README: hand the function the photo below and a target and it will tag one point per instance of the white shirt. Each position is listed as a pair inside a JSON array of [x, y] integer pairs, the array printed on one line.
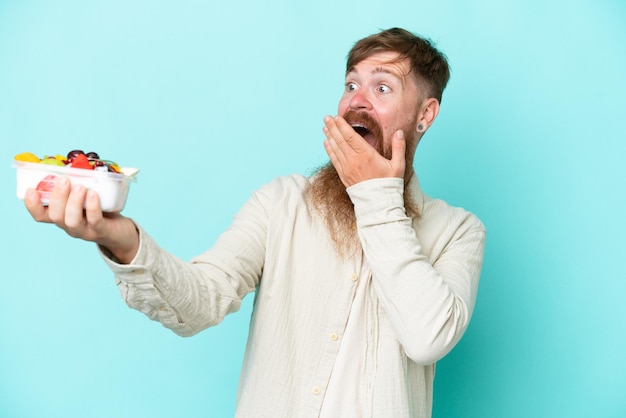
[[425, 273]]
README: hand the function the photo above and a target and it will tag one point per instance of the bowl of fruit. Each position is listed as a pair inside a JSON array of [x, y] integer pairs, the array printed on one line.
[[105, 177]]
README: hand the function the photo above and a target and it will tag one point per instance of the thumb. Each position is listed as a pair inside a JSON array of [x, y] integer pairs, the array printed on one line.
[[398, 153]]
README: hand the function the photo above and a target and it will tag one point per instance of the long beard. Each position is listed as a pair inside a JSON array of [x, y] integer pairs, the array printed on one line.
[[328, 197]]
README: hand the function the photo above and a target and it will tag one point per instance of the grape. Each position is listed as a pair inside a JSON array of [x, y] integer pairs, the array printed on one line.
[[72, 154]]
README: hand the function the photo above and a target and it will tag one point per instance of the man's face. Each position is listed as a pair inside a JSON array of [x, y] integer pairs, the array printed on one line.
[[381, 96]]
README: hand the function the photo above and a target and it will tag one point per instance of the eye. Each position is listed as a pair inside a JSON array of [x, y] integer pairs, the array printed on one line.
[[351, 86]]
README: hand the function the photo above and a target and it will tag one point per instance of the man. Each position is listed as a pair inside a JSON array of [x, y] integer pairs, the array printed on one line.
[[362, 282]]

· · · · ·

* Problem
Revise the stretch from the line that contains "of the man." through the end of the items so that "tool" stands in place of "function", with everything else left unchanged.

* Complete output
README: hand the tool the photo above and a target and it will tag one point per instance of the man. Each position is listed as a pair inside a JSON array of [x, y] integer pairs, the array printed on one line.
[[362, 282]]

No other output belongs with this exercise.